## EXTRAIT DU DOCUMENT:
※

Surfinancement de l’État : Problème ou Fonds de Roulement Positif ? (Par Souleymane Aw Comptable senior – financier – contrôleur de gestion)

Le rapport de la Cour des Comptes met en avant un “surfinancement” de l’État, qu’il présente comme une anomalie budgétaire. Cependant, cette notion peut être interprétée différemment : ce que la Cour considère comme un problème pourrait en réalité correspondre à un fonds de roulement positif, une situation souvent recherchée pour assurer la liquidité et la flexibilité financière d’une entité publique ou privée.
1. Que signifie le surfinancement dans le rapport de la Cour des Comptes ? Selon le rapport, le surfinancement désigne une situation où l’État a mobilisé plus de ressources financières qu’il n’en avait besoin pour couvrir ses dépenses immédiates.
Ce phénomène s’explique par :
• Des emprunts contractés au-delà des besoins réels de financement budgétaire.
• Une accumulation de disponibilités non utilisées sur les comptes du Trésor, entraînant des soldes bancaires élevés.
• Un manque de traçabilité claire sur l’affectation réelle de ces fonds excédentaires.
Problème soulevé par la Cour :
1️ Absence de justification claire sur l’utilisation de ces fonds.
2️ Risque d’endettement inutile, les emprunts excédentaires générant des charges d’intérêts superflues.
3️ Mauvaise planification budgétaire, car l’État aurait pu limiter ses emprunts et éviter de stocker de la trésorerie non exploitée.
Interprétation de la Cour :
• Le surfinancement est présenté comme une anomalie budgétaire.
• Il pourrait refléter une absence de cohérence entre les besoins réels et les ressources mobilisées.
. Surfinancement vs. Fonds de Roulement Positif : Une Autre Lecture Possible Le fonds de roulement est un concept clé en gestion financière qui représente la différence entre les actifs circulants et les passifs à court terme. Un fonds de roulement positif signifie que l’État dispose de suffisamment de liquidités pour couvrir ses engagements à court terme sans stress financier. Ce n’est pas nécessairement un problème, tant que ces ressources sont bien gérées et utilisées efficacement.

※

## ENTRÉES FOURNIES:
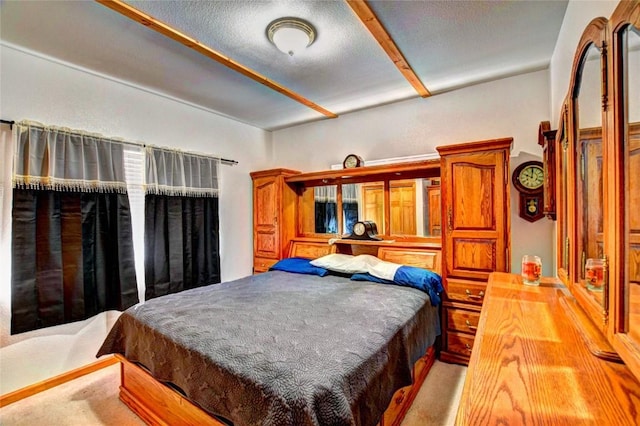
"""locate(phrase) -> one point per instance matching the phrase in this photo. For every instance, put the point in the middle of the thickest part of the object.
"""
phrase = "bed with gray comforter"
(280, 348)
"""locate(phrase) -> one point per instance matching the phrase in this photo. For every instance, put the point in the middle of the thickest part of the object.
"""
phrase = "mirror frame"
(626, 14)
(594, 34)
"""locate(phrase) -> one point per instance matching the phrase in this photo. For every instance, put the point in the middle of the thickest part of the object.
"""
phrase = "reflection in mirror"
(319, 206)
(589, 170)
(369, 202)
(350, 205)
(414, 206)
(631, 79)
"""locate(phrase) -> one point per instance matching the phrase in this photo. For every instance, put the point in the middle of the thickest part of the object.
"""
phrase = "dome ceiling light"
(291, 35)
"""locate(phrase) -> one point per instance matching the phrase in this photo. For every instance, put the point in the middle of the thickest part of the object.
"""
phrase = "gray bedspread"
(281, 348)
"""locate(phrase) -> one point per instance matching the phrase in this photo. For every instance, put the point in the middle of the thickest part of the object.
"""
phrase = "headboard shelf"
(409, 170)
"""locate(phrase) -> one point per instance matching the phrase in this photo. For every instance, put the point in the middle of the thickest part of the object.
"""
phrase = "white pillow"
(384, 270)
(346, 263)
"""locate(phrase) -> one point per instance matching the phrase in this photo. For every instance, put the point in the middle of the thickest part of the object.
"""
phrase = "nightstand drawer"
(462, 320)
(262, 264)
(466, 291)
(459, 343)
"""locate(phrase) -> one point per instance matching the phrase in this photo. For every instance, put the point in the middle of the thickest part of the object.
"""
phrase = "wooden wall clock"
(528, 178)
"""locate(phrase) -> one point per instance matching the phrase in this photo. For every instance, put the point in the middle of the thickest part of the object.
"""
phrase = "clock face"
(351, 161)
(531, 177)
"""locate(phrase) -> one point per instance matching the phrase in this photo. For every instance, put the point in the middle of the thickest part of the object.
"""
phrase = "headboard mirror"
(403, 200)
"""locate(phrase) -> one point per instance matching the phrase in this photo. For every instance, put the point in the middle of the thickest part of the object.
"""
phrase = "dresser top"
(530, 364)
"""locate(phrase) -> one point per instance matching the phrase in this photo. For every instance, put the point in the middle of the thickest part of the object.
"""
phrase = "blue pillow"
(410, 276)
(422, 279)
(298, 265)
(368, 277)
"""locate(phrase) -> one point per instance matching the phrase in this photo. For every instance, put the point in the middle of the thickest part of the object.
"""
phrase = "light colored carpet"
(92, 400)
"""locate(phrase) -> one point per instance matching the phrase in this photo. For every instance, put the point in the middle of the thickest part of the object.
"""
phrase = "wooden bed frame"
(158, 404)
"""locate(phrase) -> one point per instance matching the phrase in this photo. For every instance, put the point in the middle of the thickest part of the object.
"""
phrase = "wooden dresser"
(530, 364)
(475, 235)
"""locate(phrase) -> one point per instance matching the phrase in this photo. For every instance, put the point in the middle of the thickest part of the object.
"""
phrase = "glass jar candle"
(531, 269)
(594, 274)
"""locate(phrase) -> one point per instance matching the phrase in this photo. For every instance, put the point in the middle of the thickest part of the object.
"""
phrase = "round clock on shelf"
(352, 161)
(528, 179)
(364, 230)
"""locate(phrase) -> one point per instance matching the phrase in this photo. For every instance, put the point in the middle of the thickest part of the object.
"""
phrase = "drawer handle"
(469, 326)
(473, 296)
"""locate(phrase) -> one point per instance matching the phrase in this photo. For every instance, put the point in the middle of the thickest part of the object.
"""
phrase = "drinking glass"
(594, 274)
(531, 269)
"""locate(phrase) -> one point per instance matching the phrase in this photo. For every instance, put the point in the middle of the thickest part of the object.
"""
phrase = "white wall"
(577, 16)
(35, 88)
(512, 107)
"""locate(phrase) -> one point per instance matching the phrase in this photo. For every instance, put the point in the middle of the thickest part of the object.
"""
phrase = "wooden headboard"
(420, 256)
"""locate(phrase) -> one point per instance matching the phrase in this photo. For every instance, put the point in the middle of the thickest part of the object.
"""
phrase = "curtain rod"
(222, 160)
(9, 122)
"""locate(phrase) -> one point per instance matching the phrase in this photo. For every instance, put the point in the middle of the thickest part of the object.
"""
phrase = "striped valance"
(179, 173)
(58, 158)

※

## CONSIGNES:
1. Répondez aux questions suivantes à partir de l'article sur le surfinancement de l'État.
(a) Selon le rapport de la Cour des Comptes, que désigne le surfinancement ?
(b) Quelles charges les emprunts excédentaires génèrent-ils, d'après le deuxième problème soulevé par la Cour ?
(c) Comment l'article définit-il le fonds de roulement ?
2. Donnez uniquement le nombre de lignes des entrées qui contiennent le mot « drawer ».

## RÉPONSES AUX EXERCICES:
1.
(a) Une situation où l'État a mobilisé plus de ressources financières qu'il n'en avait besoin pour couvrir ses dépenses immédiates.
(b) Des charges d'intérêts superflues.
(c) La différence entre les actifs circulants et les passifs à court terme.

2. 2